- TASK TO CARRY OUT: Convert the listing below into a JSON list of strings with one string per line, omitting any blank lines.

- EXTRACTED MATERIAL:
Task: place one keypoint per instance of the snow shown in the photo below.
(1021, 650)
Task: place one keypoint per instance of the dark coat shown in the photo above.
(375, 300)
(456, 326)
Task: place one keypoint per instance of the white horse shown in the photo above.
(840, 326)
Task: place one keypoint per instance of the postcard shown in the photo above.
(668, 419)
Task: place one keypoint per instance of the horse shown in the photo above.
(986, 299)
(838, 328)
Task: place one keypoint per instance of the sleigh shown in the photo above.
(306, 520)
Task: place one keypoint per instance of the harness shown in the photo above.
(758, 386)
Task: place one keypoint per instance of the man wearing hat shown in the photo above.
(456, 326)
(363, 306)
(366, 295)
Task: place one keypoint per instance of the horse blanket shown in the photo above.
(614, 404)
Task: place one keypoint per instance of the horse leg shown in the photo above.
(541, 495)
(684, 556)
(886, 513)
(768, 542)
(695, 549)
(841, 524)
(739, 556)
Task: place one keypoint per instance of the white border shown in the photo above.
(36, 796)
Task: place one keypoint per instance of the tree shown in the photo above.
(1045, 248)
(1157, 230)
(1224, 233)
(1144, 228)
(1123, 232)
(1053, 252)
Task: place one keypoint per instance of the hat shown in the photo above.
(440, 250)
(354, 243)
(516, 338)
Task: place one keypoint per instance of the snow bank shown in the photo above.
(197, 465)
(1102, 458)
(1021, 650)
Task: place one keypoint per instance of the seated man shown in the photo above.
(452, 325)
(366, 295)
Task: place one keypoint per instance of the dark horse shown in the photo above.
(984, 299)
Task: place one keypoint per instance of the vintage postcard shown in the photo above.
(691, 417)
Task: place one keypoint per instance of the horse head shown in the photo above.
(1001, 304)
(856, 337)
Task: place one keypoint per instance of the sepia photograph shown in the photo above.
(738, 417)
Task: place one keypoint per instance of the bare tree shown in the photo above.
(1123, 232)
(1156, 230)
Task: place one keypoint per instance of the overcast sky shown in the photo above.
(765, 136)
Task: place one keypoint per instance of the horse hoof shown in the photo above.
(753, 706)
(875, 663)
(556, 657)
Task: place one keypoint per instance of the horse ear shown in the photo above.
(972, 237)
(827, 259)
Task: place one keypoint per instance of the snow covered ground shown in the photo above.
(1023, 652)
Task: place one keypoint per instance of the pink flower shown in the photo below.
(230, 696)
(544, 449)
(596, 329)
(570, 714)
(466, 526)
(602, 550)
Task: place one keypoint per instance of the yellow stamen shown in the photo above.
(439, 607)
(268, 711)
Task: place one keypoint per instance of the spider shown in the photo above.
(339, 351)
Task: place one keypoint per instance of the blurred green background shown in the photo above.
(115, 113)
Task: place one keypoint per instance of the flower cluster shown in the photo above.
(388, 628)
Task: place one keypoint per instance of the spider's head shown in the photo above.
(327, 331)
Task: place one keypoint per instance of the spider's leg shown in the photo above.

- SOLUTION TO THIS EXERCISE:
[
  "Task: place one keypoint per instance of the snow shown in the photo below.",
  "(1021, 650)",
  "Task: place one keypoint per instance of the dark coat shown in the photo above.",
  "(375, 300)",
  "(456, 326)",
  "Task: place one keypoint per instance of the white horse shown in the photo above.",
  "(840, 326)",
  "Task: place one keypoint per instance of the postcard shown in the photo above.",
  "(668, 419)",
  "Task: place one keypoint per instance of the horse shown in the photo above.",
  "(986, 299)",
  "(838, 328)",
  "Task: place one keypoint per instance of the sleigh shown in the photo above.",
  "(306, 520)",
  "Task: place one keypoint per instance of the harness shown in the photo above.",
  "(758, 386)",
  "Task: place one keypoint per instance of the man wearing hat shown in the photo above.",
  "(456, 326)",
  "(363, 306)",
  "(366, 295)",
  "Task: place one keypoint per instance of the horse blanket shown in the photo above.",
  "(614, 404)",
  "Task: place one keypoint per instance of the horse leg shown in the photo above.",
  "(541, 495)",
  "(684, 556)",
  "(886, 513)",
  "(768, 542)",
  "(695, 549)",
  "(841, 524)",
  "(739, 556)",
  "Task: place one keypoint per instance of the white border shown in the photo above.",
  "(36, 796)",
  "Task: place one keypoint per instance of the tree shown in the photo above.",
  "(1045, 248)",
  "(1157, 230)",
  "(1224, 233)",
  "(1144, 228)",
  "(1123, 232)",
  "(1053, 252)",
  "Task: place one keypoint per instance of the hat shown in the photo above.",
  "(440, 250)",
  "(354, 243)",
  "(516, 338)",
  "Task: place one keypoint per instance of the snow bank shown in the photo above.",
  "(197, 465)",
  "(1102, 458)",
  "(1021, 650)",
  "Task: place one keypoint per instance of the seated man shown in the photo above.",
  "(452, 325)",
  "(366, 295)",
  "Task: place one keypoint per instance of the dark horse shown in the photo above.",
  "(984, 299)",
  "Task: place one keypoint per instance of the vintage postcard shown in the photo above.",
  "(691, 417)",
  "Task: place one keypoint per instance of the horse head shown in the photo above.",
  "(1001, 304)",
  "(856, 337)",
  "Task: place one keypoint per instance of the sepia photograph shown in the photo above.",
  "(738, 417)",
  "Task: place one keypoint per instance of the bare tree shown in the photo above.",
  "(1123, 232)",
  "(1156, 230)",
  "Task: place one keypoint per instance of the overcast sky shown in the photo above.",
  "(765, 136)",
  "Task: place one keypoint per instance of the horse hoof shown in the photo above.",
  "(753, 706)",
  "(875, 663)",
  "(556, 657)",
  "Task: place one keypoint per instance of the horse ear shown in the photo above.",
  "(972, 237)",
  "(827, 259)",
  "Task: place one keypoint per instance of the snow covered ground shown in the photo above.",
  "(1023, 652)",
  "Task: place one keypoint per instance of the pink flower shown in the photo below.",
  "(230, 696)",
  "(544, 449)",
  "(596, 329)",
  "(570, 714)",
  "(466, 526)",
  "(602, 550)",
  "Task: place one keypoint per instance of the yellow stamen shown in the photo above.",
  "(439, 607)",
  "(268, 711)",
  "Task: place one keypoint per instance of the spider shown in the photo above.",
  "(339, 351)",
  "Task: place one keypoint per instance of the blurred green background shown in the photo above.",
  "(115, 113)",
  "Task: place one keypoint per instance of the flower cluster shown in the photo above.",
  "(388, 628)",
  "Task: place one keypoint per instance of the spider's head shown in the photo above.",
  "(327, 331)",
  "Task: place one keypoint per instance of the spider's leg shown in the photo above."
]